[Saved entries]
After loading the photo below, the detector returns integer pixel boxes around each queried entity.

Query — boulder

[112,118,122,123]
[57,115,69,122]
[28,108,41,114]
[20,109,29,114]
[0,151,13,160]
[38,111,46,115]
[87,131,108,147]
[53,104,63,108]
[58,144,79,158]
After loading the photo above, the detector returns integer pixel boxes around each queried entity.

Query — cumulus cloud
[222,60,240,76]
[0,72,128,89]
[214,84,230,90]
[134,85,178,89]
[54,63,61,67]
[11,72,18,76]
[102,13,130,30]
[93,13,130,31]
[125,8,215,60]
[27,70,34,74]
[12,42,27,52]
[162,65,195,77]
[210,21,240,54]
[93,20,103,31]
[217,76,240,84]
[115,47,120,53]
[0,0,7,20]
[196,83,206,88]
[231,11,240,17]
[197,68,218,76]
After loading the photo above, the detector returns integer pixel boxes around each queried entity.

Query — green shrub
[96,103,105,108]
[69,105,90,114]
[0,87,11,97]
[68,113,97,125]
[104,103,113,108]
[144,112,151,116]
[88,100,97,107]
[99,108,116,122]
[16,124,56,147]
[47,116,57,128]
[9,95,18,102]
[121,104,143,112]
* * *
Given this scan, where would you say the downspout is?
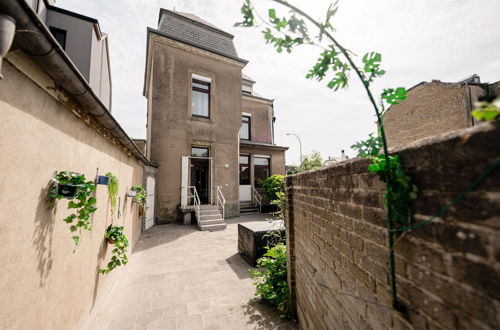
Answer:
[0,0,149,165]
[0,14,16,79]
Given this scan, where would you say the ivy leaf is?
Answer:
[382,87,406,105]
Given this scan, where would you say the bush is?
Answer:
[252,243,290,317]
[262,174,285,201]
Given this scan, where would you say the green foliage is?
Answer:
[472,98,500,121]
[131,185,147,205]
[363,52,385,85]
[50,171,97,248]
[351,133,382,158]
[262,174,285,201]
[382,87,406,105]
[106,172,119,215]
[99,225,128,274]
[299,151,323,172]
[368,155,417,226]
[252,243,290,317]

▶ **Stated exercise**
Format everything from the line containing "After loading the photo below, the" down to the line containing "[58,144,79,158]", both included, as a Markdown table with the columns No. and Entry. Skip blank lines, and give each remaining line its row number under No. and its text under Entry.

▶ **Answer to this problem**
| No. | Entry |
|---|---|
| 1 | After loading the photo below, the detector returns integer pixel boxes around each queried entity. |
| 2 | Query — boulder |
| 3 | [112,118,122,123] |
| 4 | [57,115,69,122] |
| 5 | [28,108,41,114] |
| 6 | [20,109,29,114] |
| 7 | [0,151,13,160] |
| 8 | [38,111,46,115] |
| 9 | [87,131,108,147] |
| 10 | [53,104,63,108] |
| 11 | [58,144,79,158] |